→ Problem
Where the listing below has a line containing "Target: turquoise sea", output that line and all lines after it, verbatim, and no others.
Content starts
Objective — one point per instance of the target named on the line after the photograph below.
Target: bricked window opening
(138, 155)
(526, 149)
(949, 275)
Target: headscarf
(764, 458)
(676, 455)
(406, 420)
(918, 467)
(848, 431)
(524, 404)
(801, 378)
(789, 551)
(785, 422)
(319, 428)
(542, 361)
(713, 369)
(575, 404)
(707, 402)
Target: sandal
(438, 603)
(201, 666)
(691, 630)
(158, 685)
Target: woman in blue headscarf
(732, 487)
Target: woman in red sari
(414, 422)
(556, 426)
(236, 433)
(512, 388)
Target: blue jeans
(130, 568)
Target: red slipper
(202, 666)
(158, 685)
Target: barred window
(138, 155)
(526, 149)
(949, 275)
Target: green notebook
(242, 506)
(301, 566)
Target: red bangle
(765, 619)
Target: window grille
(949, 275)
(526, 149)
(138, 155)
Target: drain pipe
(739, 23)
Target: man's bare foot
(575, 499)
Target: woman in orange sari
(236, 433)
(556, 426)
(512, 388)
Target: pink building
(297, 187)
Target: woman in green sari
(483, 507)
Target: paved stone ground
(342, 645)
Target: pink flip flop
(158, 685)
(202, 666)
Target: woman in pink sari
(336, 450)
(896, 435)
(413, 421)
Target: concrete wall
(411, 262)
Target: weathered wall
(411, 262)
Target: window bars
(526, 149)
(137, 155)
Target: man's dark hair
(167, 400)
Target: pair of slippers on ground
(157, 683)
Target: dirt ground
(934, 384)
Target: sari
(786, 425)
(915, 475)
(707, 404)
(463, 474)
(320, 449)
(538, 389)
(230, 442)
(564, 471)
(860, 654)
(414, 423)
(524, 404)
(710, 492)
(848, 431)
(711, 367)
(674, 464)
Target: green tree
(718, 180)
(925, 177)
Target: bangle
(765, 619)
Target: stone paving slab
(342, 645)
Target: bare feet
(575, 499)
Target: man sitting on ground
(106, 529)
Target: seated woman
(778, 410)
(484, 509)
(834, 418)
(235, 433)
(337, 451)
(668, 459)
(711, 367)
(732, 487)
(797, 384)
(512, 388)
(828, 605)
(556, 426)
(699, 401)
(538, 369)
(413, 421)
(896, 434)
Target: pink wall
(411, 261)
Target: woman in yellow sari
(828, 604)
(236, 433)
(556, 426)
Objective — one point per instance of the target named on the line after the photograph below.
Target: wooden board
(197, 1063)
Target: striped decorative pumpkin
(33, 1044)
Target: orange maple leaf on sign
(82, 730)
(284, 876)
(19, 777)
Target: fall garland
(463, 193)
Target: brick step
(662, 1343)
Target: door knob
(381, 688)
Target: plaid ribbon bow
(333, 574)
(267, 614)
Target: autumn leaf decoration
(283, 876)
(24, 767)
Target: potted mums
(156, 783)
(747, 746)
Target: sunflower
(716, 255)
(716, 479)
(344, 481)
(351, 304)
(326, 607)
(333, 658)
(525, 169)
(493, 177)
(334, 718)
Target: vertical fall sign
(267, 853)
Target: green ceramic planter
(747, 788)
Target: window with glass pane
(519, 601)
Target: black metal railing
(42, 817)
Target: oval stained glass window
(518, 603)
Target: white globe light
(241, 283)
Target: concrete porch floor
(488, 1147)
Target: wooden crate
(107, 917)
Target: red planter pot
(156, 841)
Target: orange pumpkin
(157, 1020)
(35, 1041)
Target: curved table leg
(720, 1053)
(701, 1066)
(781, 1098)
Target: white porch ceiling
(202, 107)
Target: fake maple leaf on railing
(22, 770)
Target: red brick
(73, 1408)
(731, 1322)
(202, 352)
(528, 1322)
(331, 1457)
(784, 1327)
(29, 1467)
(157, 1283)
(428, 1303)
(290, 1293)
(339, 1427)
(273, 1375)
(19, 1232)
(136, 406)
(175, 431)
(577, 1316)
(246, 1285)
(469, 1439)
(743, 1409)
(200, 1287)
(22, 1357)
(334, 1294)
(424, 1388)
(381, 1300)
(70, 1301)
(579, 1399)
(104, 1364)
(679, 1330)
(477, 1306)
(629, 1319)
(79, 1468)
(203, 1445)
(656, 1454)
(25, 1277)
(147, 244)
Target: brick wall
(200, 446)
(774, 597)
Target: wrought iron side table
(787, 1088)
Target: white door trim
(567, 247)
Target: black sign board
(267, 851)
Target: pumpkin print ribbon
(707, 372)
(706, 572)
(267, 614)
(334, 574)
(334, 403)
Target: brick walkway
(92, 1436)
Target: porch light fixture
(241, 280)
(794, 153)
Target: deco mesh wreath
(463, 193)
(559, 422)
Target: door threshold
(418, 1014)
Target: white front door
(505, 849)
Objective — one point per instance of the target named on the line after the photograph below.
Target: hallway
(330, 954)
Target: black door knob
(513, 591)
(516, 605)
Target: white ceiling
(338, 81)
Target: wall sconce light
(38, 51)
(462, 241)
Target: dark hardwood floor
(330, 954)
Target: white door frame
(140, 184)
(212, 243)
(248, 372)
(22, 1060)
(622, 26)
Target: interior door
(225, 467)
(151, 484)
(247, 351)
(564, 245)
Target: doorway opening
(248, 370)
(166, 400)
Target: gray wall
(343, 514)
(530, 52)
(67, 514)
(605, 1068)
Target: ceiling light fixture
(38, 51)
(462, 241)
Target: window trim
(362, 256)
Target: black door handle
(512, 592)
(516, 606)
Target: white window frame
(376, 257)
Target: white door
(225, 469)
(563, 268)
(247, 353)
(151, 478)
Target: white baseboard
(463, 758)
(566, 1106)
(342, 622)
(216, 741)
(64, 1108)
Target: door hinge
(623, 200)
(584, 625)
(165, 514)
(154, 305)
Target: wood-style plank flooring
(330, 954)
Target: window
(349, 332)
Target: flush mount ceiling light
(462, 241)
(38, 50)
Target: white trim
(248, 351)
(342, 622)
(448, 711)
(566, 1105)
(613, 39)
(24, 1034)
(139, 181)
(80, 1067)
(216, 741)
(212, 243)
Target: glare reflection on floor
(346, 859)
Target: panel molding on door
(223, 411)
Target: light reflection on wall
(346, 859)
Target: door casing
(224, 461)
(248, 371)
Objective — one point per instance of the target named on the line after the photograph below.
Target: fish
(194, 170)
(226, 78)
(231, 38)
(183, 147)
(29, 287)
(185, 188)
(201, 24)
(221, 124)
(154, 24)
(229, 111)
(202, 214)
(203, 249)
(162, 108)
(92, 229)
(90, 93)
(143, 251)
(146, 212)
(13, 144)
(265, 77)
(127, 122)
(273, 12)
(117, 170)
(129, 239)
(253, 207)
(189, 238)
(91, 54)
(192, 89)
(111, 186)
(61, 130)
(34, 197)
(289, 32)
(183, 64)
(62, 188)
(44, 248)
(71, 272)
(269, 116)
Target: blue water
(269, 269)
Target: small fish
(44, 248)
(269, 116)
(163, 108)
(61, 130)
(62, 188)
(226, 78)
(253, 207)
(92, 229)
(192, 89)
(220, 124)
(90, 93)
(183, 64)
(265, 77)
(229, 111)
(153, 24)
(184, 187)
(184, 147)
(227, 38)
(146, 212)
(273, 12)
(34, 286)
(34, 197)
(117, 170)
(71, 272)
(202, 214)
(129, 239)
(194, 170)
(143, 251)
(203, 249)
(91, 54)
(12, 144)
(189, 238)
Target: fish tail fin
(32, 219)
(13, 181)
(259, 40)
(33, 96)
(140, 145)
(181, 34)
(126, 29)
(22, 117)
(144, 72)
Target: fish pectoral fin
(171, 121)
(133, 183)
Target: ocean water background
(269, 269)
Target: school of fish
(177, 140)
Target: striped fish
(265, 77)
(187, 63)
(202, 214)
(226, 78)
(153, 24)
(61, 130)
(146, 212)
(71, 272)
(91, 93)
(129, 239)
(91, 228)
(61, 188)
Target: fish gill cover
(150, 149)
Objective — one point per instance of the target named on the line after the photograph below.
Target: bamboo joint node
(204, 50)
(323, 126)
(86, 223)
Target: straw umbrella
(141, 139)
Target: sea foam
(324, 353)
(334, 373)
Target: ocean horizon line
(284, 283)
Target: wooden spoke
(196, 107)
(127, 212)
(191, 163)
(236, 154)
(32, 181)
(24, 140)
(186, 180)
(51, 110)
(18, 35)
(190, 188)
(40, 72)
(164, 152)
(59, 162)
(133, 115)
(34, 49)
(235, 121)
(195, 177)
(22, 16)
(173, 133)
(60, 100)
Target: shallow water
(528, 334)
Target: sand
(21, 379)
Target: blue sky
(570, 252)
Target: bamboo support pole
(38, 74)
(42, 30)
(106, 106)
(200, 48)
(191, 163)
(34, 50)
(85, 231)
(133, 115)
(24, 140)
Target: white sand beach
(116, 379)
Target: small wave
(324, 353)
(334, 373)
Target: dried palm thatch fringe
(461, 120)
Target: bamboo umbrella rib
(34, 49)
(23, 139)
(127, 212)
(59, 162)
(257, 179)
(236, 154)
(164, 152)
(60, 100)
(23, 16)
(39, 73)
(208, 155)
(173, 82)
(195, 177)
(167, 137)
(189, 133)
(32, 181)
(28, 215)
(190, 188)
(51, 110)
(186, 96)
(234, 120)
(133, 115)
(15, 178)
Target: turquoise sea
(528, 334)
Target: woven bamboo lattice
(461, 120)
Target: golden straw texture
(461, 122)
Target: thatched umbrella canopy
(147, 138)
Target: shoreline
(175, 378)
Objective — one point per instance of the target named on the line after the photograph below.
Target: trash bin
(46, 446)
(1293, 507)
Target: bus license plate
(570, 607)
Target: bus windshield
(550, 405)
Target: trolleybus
Content ends
→ Task response
Target: turquoise sea
(528, 334)
Target: woven bamboo lattice
(461, 120)
Target: golden straw texture
(461, 122)
Target: thatched umbrella canopy
(147, 138)
Target: shoreline
(175, 378)
Objective — one point per instance of the target named on the line after the photograph below.
Target: trash bin
(46, 446)
(1293, 507)
Target: bus license plate
(570, 607)
Target: bus windshield
(550, 405)
Target: trolleybus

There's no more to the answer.